TASK REQUIREMENTS: Reproduce verbatim the lines of the entries below, starting at the line that contains "Task: for every instance of the chair" and continuing through the last line of the entries.

DATA EXCERPTS:
⁂
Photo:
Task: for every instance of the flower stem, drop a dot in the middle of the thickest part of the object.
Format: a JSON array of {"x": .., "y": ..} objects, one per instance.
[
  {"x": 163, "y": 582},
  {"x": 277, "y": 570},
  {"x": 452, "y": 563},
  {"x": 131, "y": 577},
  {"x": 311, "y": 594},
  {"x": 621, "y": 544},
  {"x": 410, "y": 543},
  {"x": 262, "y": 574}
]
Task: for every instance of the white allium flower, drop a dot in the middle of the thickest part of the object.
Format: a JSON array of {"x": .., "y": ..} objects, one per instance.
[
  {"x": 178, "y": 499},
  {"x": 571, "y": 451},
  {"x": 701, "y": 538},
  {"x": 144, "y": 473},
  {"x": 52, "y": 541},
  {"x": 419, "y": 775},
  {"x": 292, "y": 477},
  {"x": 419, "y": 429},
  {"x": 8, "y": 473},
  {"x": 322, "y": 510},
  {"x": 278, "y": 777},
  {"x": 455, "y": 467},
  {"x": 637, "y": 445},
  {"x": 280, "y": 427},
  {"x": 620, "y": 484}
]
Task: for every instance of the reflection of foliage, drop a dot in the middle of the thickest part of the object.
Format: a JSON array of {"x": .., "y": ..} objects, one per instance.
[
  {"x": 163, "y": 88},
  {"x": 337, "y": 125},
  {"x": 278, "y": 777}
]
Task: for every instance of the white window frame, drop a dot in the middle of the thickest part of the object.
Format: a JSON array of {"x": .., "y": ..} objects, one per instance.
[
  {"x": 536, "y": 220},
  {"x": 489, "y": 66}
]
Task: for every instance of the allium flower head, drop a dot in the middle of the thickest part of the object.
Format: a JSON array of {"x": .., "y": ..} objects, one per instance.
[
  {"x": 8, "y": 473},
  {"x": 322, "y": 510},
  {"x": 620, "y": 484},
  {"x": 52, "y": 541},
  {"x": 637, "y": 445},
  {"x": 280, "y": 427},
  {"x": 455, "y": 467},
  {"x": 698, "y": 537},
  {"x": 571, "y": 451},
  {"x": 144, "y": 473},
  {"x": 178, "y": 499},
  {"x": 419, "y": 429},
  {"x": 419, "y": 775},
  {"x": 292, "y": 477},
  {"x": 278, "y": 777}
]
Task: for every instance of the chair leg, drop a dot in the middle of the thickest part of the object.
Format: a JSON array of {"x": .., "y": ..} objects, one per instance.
⁂
SOLUTION TO THIS PROBLEM:
Task: for every instance of the chair leg, drop a dot in the middle of the thickest part of the object.
Format: a JSON array of {"x": .., "y": ..} objects, one per instance.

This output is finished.